YOUR OBJECTIVE. Please reproduce the lines of the material below without any change, starting at the line that contains "of the person's" and continuing through the end of the material, both ends included.

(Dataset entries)
<<<<

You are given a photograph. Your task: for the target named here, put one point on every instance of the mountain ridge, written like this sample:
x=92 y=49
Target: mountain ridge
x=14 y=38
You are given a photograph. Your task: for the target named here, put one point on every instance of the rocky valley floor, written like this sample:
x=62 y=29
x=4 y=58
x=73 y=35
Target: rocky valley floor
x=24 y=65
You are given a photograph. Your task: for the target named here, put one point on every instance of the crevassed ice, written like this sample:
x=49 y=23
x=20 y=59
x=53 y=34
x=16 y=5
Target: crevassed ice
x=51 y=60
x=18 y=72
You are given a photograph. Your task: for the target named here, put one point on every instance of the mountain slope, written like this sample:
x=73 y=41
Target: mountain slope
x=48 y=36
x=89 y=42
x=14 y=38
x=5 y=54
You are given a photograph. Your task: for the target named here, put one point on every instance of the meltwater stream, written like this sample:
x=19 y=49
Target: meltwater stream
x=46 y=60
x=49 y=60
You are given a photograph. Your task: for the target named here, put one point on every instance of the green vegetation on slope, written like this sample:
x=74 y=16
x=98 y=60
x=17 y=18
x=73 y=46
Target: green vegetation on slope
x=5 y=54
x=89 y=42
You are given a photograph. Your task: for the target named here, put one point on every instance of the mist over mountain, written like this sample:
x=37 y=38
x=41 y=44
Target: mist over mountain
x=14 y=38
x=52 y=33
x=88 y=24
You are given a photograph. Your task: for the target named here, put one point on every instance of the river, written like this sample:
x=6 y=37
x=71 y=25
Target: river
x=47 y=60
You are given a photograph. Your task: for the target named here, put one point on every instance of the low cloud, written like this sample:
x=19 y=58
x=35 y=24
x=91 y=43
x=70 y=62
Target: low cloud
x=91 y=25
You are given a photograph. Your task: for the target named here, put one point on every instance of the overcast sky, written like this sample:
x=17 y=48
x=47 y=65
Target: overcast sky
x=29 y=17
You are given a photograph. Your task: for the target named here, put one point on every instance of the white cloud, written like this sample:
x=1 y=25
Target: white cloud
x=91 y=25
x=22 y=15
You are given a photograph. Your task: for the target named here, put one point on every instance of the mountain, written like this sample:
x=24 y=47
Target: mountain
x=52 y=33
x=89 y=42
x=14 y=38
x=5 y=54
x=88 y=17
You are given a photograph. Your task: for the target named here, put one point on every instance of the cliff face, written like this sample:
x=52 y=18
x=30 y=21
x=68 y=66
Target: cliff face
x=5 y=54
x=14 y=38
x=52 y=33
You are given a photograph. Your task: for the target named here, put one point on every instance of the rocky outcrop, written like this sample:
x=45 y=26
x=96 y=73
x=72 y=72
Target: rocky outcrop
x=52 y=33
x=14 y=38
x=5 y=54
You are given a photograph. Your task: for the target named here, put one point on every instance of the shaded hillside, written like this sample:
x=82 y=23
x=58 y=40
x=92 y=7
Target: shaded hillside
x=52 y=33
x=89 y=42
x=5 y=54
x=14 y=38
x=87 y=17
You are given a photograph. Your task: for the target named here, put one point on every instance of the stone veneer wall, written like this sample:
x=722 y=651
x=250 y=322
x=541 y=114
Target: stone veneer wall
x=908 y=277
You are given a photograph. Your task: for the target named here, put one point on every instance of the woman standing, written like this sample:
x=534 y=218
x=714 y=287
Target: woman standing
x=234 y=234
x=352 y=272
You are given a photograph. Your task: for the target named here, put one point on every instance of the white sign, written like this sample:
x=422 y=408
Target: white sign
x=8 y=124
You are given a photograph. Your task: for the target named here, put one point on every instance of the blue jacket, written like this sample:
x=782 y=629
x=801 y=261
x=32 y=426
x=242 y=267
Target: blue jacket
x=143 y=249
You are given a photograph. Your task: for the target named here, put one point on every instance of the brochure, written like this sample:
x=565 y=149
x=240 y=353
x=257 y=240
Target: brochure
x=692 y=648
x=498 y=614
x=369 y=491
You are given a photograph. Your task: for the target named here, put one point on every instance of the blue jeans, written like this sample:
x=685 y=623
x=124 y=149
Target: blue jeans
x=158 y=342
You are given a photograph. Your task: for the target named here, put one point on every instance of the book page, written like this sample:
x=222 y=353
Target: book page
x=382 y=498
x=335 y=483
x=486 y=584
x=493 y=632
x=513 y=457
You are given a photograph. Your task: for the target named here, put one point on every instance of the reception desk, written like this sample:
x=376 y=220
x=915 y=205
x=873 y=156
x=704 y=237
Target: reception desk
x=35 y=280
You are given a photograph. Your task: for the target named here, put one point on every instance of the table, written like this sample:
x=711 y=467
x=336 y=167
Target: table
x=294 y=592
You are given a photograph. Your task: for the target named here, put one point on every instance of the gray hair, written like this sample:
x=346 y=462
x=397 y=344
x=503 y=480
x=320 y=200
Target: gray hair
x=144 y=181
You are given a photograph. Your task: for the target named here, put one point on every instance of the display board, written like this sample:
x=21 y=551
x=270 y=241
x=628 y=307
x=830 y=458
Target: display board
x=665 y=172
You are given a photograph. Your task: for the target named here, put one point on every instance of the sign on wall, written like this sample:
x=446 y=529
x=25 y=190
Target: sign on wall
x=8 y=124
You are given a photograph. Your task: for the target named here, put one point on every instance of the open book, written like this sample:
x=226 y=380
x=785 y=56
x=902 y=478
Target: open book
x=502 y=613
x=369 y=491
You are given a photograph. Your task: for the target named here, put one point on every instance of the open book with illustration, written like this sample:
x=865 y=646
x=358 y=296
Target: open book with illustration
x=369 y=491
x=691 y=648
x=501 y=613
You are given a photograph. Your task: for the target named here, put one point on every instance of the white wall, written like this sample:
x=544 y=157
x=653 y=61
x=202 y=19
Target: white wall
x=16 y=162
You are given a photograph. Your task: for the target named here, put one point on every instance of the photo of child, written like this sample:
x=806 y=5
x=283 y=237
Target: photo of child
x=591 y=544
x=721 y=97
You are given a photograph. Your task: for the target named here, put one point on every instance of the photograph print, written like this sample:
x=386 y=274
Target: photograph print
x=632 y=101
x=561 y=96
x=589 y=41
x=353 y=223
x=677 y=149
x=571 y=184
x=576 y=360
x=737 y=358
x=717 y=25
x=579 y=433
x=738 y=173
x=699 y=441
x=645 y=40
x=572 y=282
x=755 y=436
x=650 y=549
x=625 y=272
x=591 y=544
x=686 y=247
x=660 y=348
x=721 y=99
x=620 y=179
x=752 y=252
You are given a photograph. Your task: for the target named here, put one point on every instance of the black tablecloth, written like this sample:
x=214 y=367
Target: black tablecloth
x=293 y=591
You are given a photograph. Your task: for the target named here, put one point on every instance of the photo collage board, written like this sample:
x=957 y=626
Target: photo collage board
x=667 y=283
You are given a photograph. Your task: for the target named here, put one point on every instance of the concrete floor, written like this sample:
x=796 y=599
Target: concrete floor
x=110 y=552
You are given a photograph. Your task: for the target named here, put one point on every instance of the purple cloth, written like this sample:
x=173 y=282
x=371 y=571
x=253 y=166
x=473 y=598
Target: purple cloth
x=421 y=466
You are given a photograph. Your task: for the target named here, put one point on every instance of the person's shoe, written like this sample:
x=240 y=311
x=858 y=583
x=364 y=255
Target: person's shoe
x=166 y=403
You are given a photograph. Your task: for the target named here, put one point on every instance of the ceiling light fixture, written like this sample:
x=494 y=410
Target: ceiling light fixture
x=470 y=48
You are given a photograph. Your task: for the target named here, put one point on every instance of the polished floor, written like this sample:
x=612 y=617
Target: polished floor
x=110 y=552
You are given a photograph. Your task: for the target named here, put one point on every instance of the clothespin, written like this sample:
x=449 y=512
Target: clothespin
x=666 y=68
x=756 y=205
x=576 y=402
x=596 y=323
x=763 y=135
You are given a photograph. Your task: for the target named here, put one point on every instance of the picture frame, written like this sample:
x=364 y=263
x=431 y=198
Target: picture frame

>>>>

ANSWER FOR THIS EXERCISE.
You are given a photograph. Your task: for the target named here, put one point on every instance of the person's shoe, written like this sample:
x=240 y=311
x=858 y=583
x=364 y=255
Target: person's shoe
x=166 y=403
You are given a photograph. Your task: for the target named here, put one point on every instance of the ceiling light fixture, written like this sample:
x=494 y=410
Target: ceiling light fixture
x=470 y=48
You are given a photograph. Your task: for the target named here, put one point on every instance of the polished floor, written like this sample:
x=612 y=617
Target: polished floor
x=110 y=552
You are given a photograph. Your task: for the target named here, put one point on every instance of the clothespin, written like this sample:
x=449 y=512
Target: clothespin
x=666 y=68
x=756 y=205
x=576 y=402
x=596 y=323
x=763 y=135
You are given a photograph. Your task: for the target named here, put one point on every instance of the picture frame, written like this sample:
x=364 y=263
x=431 y=198
Target: picture frame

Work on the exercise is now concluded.